What is being asked: Look for the line containing "[locate] girl's knee (one point per instance)" in the listing below. Retype that line and every subsequent line through the last one, and only those.

◆ ◆ ◆ ◆

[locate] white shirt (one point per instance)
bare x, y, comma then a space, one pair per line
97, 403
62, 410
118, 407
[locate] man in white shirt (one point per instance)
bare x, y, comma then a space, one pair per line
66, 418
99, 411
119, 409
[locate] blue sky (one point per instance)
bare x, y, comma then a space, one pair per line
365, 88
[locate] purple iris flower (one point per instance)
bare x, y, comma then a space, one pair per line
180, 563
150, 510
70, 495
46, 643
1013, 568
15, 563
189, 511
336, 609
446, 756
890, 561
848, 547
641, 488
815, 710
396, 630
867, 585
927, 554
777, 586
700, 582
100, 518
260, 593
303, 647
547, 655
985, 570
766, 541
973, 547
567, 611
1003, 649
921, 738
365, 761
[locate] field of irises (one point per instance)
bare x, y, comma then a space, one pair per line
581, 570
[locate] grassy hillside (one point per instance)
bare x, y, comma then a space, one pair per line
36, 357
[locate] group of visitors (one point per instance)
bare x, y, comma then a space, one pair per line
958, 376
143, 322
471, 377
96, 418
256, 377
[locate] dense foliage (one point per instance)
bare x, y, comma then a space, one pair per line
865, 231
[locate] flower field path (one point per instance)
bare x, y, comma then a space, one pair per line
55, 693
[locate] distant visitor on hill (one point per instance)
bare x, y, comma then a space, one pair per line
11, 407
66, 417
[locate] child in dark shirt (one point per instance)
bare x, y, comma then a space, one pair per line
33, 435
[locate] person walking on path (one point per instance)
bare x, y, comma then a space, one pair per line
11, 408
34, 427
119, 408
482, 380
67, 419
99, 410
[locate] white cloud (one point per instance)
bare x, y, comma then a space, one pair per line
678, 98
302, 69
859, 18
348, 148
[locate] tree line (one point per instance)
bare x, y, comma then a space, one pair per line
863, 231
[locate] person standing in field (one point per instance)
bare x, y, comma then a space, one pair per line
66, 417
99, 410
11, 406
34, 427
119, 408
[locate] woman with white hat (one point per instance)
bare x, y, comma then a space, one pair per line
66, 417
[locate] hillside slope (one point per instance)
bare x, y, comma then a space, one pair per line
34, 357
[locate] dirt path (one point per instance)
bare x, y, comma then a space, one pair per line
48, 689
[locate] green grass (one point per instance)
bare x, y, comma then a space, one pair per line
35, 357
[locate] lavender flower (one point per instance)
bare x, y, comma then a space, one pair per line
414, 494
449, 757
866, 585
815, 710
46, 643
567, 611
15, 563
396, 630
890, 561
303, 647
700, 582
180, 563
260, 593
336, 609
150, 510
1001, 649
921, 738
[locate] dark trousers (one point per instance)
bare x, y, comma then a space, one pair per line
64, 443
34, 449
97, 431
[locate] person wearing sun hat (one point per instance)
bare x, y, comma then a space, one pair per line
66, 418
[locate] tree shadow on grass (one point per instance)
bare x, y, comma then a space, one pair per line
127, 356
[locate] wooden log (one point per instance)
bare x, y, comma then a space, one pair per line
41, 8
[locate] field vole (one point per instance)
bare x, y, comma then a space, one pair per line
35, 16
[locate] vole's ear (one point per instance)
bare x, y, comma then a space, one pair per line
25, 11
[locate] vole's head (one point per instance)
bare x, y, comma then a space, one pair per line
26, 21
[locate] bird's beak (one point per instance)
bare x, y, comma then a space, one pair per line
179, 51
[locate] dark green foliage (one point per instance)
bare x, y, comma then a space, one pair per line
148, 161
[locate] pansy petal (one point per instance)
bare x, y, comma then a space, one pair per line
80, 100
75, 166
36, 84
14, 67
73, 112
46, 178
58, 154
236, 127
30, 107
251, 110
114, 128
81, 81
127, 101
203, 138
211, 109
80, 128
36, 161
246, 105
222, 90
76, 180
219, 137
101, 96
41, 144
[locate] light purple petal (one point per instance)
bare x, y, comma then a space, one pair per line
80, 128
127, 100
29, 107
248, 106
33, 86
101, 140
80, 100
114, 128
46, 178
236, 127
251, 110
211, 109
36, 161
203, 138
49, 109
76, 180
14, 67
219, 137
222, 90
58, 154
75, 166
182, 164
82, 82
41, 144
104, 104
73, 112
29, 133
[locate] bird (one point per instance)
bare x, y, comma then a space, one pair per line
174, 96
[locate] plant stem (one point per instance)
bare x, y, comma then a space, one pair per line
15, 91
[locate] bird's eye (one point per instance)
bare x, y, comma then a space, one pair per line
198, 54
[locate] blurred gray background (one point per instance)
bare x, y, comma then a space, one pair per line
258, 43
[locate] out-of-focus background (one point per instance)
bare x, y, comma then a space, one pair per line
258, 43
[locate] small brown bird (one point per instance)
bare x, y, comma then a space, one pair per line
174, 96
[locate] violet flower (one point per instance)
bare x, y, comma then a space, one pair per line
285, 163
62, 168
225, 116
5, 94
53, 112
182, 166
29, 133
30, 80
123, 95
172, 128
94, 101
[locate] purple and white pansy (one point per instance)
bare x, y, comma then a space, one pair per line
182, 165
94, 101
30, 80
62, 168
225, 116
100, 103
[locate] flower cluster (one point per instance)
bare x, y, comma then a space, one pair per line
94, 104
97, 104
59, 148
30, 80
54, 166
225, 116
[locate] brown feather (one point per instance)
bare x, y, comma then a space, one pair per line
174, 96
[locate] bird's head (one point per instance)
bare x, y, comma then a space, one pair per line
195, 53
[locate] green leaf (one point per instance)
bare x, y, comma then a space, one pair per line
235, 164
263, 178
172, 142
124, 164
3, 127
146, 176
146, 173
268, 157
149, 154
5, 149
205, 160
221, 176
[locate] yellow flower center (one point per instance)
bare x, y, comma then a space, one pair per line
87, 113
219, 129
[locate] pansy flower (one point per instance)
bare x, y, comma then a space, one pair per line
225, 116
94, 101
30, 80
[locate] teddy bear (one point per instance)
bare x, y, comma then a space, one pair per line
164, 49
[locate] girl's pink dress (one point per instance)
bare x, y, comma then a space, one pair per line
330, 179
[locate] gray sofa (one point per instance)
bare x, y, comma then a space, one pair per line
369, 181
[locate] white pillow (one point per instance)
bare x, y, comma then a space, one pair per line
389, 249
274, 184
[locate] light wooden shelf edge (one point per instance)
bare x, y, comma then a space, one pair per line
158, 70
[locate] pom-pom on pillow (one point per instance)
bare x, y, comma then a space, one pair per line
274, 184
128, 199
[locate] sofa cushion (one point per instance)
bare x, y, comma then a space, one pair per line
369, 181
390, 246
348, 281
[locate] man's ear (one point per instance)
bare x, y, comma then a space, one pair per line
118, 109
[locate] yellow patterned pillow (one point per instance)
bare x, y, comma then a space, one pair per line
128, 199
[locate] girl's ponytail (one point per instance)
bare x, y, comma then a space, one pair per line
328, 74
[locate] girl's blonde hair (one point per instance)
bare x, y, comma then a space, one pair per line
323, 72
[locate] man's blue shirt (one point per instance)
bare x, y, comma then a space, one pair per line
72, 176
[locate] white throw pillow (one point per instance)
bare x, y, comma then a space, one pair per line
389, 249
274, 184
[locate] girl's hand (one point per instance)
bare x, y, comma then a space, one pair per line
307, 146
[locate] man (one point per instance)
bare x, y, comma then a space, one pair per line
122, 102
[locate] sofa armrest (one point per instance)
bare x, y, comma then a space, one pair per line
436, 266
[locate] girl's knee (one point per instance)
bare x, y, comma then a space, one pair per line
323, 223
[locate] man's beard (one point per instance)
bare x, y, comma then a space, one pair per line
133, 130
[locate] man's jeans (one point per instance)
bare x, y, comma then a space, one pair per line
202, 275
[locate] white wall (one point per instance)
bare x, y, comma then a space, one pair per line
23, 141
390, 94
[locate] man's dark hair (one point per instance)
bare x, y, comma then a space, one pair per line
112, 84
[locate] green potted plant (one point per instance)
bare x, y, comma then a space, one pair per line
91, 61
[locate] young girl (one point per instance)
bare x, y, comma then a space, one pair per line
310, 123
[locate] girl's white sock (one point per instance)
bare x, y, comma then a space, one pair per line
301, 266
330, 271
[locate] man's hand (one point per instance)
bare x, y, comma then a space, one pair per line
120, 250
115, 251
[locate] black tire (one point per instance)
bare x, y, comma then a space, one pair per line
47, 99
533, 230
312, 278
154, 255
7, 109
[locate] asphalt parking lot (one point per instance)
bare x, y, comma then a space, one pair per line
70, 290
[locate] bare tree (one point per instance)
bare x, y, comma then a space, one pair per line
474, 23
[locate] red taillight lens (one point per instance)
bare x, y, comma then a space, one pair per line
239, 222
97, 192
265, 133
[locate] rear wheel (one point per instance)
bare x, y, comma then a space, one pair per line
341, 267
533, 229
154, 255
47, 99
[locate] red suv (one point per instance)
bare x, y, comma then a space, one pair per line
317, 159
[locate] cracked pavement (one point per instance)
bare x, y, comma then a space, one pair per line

◆ ◆ ◆ ◆

The response:
[locate] girl's knee (one point per instance)
bare x, y, comma then a space, one pair per line
323, 223
[locate] man's beard (one point per instance)
bare x, y, comma then a space, one pair per line
133, 130
[locate] man's jeans (one point per instance)
bare x, y, comma then a space, one pair per line
202, 275
[locate] white wall (one point per instance)
bare x, y, comma then a space, one pair per line
23, 141
390, 94
[locate] man's dark hair (one point per instance)
bare x, y, comma then a space, one pair per line
112, 84
[locate] green potted plant (one point per instance)
bare x, y, comma then a space, one pair per line
91, 61
[locate] young girl (one point per instance)
bare x, y, comma then a space, one pair per line
310, 123
[locate] girl's white sock (one point per instance)
bare x, y, comma then a space, one pair per line
301, 266
330, 271
[locate] man's hand (one point per instance)
bare x, y, comma then a space, one pair per line
120, 250
115, 251
[locate] black tire (one point per instance)
bare x, y, comma then a space, one pair per line
47, 99
533, 230
312, 278
154, 255
7, 109
[locate] asphalt parking lot (one point per instance)
bare x, y, comma then a space, one pair per line
70, 290
[locate] bare tree (one point per instance)
bare x, y, comma then a space, one pair per line
474, 23
[locate] red taillight lens (one point per instance)
bare x, y, comma then a space, one pair per line
239, 222
97, 192
265, 133
[locate] rear wheel (one point per instance)
bare x, y, comma then a space, one pair per line
341, 267
533, 229
154, 255
47, 99
[locate] red suv (one point per instance)
bare x, y, comma then a space, one pair per line
317, 159
[locate] cracked pavement (one point per instance)
bare x, y, comma then a space, one pair per line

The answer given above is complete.